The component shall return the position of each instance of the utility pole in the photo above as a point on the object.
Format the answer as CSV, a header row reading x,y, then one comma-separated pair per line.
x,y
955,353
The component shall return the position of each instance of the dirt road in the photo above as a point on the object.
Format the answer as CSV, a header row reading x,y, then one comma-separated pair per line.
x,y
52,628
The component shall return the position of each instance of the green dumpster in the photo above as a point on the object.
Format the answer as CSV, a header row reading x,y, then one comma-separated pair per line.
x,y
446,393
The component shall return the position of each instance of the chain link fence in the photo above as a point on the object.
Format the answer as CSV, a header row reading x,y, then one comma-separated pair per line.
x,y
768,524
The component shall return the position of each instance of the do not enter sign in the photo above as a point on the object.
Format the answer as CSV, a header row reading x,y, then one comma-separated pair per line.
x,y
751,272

● Work to complete: A word-for-word copy of the entries, from the first line through the line containing "of the chain", is the whole answer.

● Result of the exercise:
The component shall return the position of each instance of the utility pole in the photo above as a point on the object.
Format the answer as CSV, a header row reading x,y, then one comma-separated pair per line.
x,y
955,353
The component shall return the position of each instance of the dirt road in the photo above as a point on the object.
Format the answer as CSV, a header row reading x,y, then one comma-separated pair per line.
x,y
52,628
The component shall return the position of each instance of the green dumpster in the photo above as a point on the object.
Format the answer as CSV, a header row reading x,y, then one comma-separated pair per line.
x,y
446,393
The component shall return the position of each instance of the chain link fence in the photo above as a point on the object.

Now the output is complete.